Retype every row below without changing a single character.

A block of data:
((
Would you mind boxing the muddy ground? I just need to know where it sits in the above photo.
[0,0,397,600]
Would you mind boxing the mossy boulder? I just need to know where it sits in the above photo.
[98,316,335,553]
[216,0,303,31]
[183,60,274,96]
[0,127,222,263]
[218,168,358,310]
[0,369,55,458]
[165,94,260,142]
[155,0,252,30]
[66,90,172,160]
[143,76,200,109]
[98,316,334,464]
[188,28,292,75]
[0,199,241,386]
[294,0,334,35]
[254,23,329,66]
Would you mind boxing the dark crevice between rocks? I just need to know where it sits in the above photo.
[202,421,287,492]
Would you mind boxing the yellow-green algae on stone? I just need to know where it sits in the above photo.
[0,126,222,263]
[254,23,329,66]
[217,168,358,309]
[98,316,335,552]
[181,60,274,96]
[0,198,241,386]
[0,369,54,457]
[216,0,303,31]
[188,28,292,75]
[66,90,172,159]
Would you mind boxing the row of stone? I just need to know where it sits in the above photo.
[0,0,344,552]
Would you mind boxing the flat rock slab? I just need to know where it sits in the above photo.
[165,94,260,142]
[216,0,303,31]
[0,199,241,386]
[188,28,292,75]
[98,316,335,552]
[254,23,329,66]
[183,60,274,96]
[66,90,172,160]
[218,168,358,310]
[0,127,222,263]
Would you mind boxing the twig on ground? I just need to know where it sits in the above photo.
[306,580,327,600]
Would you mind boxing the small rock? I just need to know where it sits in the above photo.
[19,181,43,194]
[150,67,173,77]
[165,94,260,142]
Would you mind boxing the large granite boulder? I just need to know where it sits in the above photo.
))
== Expected answer ==
Would you mind boxing the muddy ground? I just need to know where it sits in the above photo.
[0,0,397,600]
Would you mind boxing the mossy boulder? I just need to know where it sits in the above photo.
[98,316,335,553]
[216,0,303,31]
[183,60,274,96]
[0,127,222,263]
[218,168,358,310]
[0,369,55,458]
[165,94,260,142]
[155,0,252,30]
[66,90,172,160]
[143,76,200,109]
[98,316,334,464]
[188,28,292,75]
[0,199,241,386]
[294,0,334,35]
[254,23,329,66]
Would you mind boxing the dark crevice between rocks? I just need to know where it sits in the above photo.
[202,421,287,492]
Would you mind boxing the yellow-green algae on stone? I just need to know where it sits in the above photo.
[0,126,222,263]
[254,23,329,66]
[217,168,358,309]
[98,316,335,552]
[181,60,274,96]
[0,198,241,386]
[0,369,54,457]
[216,0,303,31]
[188,28,292,75]
[66,90,172,159]
Would you mind boxing the row of stone? I just need to know where it sits in the above photo.
[0,0,344,552]
Would you mind boxing the flat rock slab? I just need to know where it sits in the above photo.
[165,94,260,142]
[216,0,303,31]
[0,199,241,386]
[188,28,292,75]
[98,316,335,552]
[254,23,329,66]
[183,60,274,96]
[66,90,172,160]
[218,168,358,310]
[0,127,222,263]
Would you mind boxing the twig on ground? I just need to know where it sits in the above photo.
[306,580,327,600]
Would you mind boxing the small rock? I just need to know where it sits in the above photo.
[19,181,43,194]
[150,67,173,77]
[165,94,260,142]
Would you mind boxing the large granite boulder? I just need to know where it sits in the above photo.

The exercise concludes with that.